• [Enunciado da tarefa]
Conte as linhas abaixo que contêm a palavra "pole", levando em conta maiúsculas e minúsculas, e responda somente com o número.

(Registros de anotação de detecção)
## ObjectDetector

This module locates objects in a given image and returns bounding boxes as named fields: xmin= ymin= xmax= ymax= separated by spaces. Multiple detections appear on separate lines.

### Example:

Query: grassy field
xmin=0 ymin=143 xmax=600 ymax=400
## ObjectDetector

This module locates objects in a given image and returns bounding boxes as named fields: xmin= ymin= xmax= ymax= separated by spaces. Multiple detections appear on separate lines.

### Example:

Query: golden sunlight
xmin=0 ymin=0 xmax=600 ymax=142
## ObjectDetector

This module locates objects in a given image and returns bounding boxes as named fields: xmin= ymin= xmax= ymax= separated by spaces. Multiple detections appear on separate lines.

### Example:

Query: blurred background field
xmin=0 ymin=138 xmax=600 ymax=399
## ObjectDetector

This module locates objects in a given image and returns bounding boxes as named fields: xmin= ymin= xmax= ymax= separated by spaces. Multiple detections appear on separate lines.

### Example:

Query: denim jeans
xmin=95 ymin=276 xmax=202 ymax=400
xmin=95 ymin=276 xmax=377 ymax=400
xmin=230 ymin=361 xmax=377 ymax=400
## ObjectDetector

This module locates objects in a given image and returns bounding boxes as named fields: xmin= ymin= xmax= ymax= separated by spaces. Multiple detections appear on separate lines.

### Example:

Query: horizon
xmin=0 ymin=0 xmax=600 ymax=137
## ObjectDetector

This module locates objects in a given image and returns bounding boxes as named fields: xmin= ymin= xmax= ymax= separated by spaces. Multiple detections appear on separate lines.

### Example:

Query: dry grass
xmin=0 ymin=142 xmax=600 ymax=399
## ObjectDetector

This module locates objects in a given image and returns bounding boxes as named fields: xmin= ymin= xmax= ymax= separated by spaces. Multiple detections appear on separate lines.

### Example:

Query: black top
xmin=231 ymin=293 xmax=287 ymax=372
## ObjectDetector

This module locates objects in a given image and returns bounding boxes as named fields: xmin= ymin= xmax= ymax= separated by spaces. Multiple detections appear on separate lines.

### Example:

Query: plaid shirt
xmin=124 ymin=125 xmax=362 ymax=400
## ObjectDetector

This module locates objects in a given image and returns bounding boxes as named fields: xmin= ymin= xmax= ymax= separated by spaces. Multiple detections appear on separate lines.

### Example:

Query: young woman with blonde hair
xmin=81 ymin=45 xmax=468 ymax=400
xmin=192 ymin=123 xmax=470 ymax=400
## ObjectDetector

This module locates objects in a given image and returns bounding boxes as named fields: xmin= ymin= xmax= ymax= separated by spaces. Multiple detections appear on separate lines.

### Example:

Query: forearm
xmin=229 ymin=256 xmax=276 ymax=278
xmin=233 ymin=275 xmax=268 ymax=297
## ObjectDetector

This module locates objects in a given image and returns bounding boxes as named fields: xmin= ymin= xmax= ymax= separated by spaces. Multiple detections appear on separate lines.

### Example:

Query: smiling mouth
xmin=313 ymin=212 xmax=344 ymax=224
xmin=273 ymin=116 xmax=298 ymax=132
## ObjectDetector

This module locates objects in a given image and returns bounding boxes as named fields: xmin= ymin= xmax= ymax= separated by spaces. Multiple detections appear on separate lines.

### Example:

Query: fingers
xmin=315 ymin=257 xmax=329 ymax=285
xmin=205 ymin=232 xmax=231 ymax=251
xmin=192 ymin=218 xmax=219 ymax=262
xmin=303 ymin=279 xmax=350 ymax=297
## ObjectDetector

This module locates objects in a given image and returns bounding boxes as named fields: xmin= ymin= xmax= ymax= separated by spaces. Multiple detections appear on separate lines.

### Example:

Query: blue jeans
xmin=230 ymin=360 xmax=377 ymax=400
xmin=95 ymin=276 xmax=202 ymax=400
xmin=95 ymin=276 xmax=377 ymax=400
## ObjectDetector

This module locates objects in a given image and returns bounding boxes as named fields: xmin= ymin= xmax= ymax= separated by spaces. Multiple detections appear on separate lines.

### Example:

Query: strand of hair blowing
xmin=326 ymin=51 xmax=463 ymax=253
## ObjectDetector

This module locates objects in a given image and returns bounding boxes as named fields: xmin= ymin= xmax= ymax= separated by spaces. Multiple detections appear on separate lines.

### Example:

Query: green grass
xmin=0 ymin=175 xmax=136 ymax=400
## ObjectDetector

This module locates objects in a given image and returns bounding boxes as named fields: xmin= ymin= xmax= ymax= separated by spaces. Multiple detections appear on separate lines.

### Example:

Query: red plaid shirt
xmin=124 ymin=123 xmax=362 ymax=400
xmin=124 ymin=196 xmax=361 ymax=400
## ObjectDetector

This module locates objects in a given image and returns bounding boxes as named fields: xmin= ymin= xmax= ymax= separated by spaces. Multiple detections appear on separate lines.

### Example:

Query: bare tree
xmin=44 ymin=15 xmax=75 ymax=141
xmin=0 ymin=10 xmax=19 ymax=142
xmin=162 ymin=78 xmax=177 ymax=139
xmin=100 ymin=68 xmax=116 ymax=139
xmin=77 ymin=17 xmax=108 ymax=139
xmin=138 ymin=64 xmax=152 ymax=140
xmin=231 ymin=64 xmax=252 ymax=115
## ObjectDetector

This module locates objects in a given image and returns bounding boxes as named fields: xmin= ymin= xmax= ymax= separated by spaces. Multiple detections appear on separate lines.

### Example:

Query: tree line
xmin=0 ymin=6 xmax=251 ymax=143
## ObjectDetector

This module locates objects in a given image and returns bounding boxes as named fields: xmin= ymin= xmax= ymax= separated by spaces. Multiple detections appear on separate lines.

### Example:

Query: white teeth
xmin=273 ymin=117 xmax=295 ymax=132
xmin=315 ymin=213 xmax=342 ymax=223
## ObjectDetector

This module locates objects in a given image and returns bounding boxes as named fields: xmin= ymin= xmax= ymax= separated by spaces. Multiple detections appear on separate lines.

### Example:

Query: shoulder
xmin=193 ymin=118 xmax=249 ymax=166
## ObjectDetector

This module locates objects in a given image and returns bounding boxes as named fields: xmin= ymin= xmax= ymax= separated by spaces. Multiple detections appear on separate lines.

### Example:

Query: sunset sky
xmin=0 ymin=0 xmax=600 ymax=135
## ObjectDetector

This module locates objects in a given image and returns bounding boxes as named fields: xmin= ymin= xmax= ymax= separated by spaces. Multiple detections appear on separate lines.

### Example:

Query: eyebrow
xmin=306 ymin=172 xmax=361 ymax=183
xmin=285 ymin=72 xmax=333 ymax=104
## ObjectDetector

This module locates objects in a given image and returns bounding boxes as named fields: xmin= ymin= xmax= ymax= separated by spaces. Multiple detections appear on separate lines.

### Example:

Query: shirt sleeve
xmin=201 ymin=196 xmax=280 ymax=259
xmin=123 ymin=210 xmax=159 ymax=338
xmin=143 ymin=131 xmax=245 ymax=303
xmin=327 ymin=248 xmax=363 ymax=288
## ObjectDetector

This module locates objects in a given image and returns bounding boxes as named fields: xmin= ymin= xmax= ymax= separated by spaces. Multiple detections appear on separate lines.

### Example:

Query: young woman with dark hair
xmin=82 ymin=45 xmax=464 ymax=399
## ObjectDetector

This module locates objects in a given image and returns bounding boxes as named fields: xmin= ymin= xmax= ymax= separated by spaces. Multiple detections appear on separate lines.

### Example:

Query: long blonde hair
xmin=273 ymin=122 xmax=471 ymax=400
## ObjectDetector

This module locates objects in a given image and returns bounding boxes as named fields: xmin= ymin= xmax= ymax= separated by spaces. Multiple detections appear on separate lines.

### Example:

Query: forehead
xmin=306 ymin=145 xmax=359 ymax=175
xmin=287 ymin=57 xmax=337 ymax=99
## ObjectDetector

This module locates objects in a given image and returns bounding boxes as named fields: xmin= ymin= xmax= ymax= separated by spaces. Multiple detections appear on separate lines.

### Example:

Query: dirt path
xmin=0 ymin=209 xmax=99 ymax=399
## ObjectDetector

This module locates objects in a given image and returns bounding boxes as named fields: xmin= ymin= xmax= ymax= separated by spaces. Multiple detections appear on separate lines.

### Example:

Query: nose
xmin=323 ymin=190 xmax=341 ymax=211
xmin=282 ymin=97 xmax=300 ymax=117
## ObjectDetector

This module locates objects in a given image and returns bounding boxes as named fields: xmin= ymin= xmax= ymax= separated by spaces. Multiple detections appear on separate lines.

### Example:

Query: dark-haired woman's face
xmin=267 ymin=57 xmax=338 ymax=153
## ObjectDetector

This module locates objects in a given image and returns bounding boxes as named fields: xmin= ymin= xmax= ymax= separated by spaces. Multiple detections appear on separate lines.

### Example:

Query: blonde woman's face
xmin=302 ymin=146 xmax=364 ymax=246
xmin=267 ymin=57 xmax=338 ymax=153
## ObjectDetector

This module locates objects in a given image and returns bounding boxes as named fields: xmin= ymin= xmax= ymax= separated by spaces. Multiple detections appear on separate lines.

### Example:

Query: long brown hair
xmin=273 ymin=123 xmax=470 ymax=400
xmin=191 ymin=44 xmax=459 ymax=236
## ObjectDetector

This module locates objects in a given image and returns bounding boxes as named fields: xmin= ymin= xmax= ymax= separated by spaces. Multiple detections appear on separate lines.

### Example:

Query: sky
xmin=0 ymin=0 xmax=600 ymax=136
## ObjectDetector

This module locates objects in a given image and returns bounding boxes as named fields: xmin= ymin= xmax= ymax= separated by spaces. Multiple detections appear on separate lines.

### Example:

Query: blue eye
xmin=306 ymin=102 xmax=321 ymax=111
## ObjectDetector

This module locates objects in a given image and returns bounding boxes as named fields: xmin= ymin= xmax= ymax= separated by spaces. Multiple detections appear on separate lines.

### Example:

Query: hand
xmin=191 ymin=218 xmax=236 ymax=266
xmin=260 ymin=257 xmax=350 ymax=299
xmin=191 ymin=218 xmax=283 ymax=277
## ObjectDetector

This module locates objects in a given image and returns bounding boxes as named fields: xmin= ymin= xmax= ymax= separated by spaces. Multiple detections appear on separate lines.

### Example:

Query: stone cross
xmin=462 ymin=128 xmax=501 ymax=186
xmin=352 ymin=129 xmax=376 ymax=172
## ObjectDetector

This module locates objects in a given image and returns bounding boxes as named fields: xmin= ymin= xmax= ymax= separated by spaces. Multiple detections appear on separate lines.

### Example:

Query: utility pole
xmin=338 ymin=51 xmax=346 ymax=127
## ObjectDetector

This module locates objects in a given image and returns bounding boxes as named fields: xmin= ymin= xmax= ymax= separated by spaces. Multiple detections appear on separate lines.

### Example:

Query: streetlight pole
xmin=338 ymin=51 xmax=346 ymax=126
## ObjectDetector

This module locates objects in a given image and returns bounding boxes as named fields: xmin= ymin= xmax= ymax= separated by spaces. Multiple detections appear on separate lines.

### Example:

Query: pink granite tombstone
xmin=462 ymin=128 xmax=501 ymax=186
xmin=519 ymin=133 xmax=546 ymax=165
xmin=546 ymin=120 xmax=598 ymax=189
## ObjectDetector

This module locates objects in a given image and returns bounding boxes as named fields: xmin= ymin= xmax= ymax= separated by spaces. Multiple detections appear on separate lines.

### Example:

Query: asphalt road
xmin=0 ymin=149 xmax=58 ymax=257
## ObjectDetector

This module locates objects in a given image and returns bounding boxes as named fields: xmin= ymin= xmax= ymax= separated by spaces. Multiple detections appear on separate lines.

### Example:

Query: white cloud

• [Resultado]
2